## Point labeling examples
**********
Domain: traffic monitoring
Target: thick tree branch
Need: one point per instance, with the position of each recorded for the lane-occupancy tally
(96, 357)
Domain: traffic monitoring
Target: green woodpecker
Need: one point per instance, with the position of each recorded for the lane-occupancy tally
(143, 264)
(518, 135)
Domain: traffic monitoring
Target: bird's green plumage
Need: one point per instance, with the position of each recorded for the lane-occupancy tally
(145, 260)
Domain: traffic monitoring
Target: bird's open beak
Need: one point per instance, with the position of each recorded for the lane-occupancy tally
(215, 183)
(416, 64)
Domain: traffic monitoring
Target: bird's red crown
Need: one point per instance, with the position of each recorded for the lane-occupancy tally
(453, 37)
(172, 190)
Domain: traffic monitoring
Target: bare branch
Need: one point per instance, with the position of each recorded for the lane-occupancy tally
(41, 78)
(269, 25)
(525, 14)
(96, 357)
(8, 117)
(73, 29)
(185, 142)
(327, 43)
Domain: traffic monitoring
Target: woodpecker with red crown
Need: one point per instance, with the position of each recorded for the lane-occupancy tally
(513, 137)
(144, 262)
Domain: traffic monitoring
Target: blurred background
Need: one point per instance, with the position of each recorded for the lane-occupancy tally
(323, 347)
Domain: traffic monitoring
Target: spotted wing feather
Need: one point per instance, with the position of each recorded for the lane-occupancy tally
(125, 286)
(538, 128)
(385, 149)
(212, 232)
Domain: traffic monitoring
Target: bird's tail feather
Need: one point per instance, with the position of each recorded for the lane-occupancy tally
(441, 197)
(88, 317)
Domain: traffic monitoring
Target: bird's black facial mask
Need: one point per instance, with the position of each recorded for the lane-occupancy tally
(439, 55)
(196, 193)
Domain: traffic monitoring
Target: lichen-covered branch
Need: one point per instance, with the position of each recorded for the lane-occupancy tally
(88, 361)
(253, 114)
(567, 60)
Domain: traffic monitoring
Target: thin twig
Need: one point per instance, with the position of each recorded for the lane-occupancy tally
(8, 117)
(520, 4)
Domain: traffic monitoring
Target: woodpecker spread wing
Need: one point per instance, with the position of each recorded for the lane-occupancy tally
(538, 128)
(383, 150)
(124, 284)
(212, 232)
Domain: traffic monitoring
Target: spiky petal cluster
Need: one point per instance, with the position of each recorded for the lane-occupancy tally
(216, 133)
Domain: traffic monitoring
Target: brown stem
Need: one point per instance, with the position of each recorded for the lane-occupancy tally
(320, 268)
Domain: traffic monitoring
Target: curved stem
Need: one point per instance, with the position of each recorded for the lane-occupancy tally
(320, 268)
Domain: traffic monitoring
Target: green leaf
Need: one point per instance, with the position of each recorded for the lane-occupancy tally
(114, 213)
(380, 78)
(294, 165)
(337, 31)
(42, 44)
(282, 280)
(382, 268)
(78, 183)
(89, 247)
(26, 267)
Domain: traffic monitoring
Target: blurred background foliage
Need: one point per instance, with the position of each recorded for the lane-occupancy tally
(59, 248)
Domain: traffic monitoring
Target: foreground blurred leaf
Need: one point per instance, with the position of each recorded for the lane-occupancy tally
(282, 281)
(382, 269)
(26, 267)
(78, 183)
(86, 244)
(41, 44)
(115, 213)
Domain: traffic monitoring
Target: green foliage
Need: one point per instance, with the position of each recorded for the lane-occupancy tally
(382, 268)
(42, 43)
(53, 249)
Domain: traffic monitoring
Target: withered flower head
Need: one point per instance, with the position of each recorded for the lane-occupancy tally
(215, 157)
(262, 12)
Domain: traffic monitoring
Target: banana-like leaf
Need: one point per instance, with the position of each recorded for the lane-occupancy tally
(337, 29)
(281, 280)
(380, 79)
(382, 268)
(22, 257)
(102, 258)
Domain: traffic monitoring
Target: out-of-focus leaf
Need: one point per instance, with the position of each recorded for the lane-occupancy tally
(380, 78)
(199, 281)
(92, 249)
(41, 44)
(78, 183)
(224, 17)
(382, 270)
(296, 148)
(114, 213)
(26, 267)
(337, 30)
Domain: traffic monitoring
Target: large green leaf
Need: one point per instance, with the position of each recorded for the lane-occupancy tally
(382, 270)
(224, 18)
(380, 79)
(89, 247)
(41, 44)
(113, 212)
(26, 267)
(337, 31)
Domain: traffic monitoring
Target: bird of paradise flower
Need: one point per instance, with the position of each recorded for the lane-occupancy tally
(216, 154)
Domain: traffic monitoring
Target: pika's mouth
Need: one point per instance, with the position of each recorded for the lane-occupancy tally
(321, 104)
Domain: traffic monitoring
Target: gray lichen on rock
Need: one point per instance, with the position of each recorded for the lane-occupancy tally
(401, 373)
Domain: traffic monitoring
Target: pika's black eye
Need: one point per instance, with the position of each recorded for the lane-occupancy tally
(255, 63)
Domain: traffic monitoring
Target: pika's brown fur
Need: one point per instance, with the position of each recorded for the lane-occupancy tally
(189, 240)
**********
## WHAT THE TASK REQUIRES
Please set down all the data word for word.

## ANSWER FOR THE TASK
Domain: traffic monitoring
Target: thick tree branch
Need: one point per instance, with the position of each recorded for the lane-occupancy tally
(96, 357)
Domain: traffic monitoring
Target: green woodpecker
Need: one point per instance, with the position of each recorded for the lane-occupancy tally
(143, 264)
(518, 135)
Domain: traffic monitoring
Target: bird's green plumage
Need: one point per instance, with the position of each recorded for the lane-occupancy tally
(145, 260)
Domain: traffic monitoring
Target: bird's open beak
Need: one point per instance, with the position of each recorded for the lane-occupancy tally
(215, 183)
(416, 64)
Domain: traffic monitoring
Target: bird's red crown
Need: one point per instance, with the position of each recorded for the lane-occupancy tally
(453, 37)
(172, 190)
Domain: traffic monitoring
Target: bare branch
Need: one point per instance, with the position of each recorded for the lane-occupancy tally
(41, 78)
(269, 25)
(525, 14)
(96, 357)
(8, 117)
(73, 29)
(185, 142)
(327, 43)
Domain: traffic monitoring
Target: woodpecker with red crown
Need: one point per instance, with the position of each recorded for the lane-occupancy tally
(513, 137)
(144, 262)
Domain: traffic monitoring
Target: blurred background
Need: one point per instance, with the position of each recorded for the lane-occupancy tally
(323, 347)
Domain: traffic monitoring
Target: spotted wing feather
Need: one point per instance, with the position of each recorded for the lane-occupancy tally
(125, 286)
(538, 128)
(385, 149)
(212, 232)
Domain: traffic monitoring
Target: bird's tail feather
Need: one point per instance, with the position of each recorded for the lane-occupancy tally
(441, 197)
(88, 317)
Domain: traffic monitoring
Target: bird's black facial mask
Need: one point per instance, with the position of each recorded for the lane-occupancy tally
(439, 55)
(196, 193)
Domain: traffic monitoring
Target: lichen-covered branch
Need: one point per instance, with the position of each recorded for the lane-occupancy tally
(88, 361)
(253, 114)
(567, 60)
Domain: traffic monitoring
Target: thin twig
Need: one point per instance, with the position of each recorded for the lane-occupancy tally
(8, 117)
(520, 4)
Domain: traffic monitoring
Target: woodpecker spread wing
Need: one point per instance, with the position of each recorded for the lane-occupancy tally
(538, 128)
(383, 150)
(124, 284)
(212, 232)
Domain: traffic monitoring
Target: spiky petal cluster
Need: one point per instance, with the position of each recorded for the lane-occupancy tally
(216, 133)
Domain: traffic monitoring
Target: brown stem
Need: one point per instance, with the position of each recorded for the lane-occupancy tally
(320, 268)
Domain: traffic monitoring
Target: curved stem
Need: one point per instance, with the position of each recorded for the lane-occupancy tally
(320, 268)
Domain: traffic monitoring
Target: green leaf
Need: one point per instance, with the position of each recorded for the lane-occupancy tally
(114, 213)
(380, 78)
(294, 165)
(337, 31)
(42, 44)
(282, 280)
(382, 268)
(78, 183)
(89, 247)
(26, 267)
Domain: traffic monitoring
Target: blurred background foliage
Need: one point per instance, with the position of each recorded for the lane-occupancy tally
(59, 248)
Domain: traffic monitoring
Target: foreground blurred leaf
Need: one point per instance, with the position of each recorded for the lane-occupancy tally
(282, 281)
(382, 269)
(26, 267)
(78, 183)
(86, 244)
(41, 44)
(115, 213)
Domain: traffic monitoring
Target: green foliage
Need: one point per instance, with the position of each recorded for the lane-occupancy tally
(382, 268)
(42, 43)
(53, 249)
Domain: traffic monitoring
Target: withered flower head
Need: one point per instance, with the position of each recorded for the lane-occupancy tally
(215, 157)
(262, 12)
Domain: traffic monitoring
Target: banana-like leaf
Need: one point per instance, with the position of each recorded for the lane-occupancy tally
(337, 29)
(281, 280)
(380, 79)
(382, 268)
(22, 257)
(102, 258)
Domain: traffic monitoring
Target: out-of-focus leaf
Need: one point per instance, with the position of each recorded for the lane-occupancy tally
(380, 78)
(199, 281)
(92, 249)
(41, 44)
(78, 183)
(224, 17)
(382, 270)
(296, 148)
(114, 213)
(26, 267)
(337, 30)
Domain: traffic monitoring
Target: large green leaf
Need: one point per instance, with the position of each recorded for the lane-occupancy tally
(382, 270)
(224, 18)
(380, 79)
(89, 247)
(41, 44)
(113, 212)
(26, 267)
(337, 31)
Domain: traffic monitoring
Target: bird of paradise flower
Need: one point per instance, with the position of each recorded for the lane-occupancy tally
(216, 154)
Domain: traffic monitoring
Target: pika's mouth
Need: one point per instance, with the position of each recorded for the lane-occupancy tally
(321, 104)
Domain: traffic monitoring
Target: gray lichen on rock
Need: one point per instance, with the position of each recorded for the lane-occupancy tally
(401, 373)
Domain: traffic monitoring
Target: pika's black eye
Need: one point per instance, with the position of each recorded for the lane-occupancy tally
(255, 63)
Domain: traffic monitoring
Target: pika's brown fur
Need: one point per instance, with the position of each recorded for the lane-occupancy tally
(189, 240)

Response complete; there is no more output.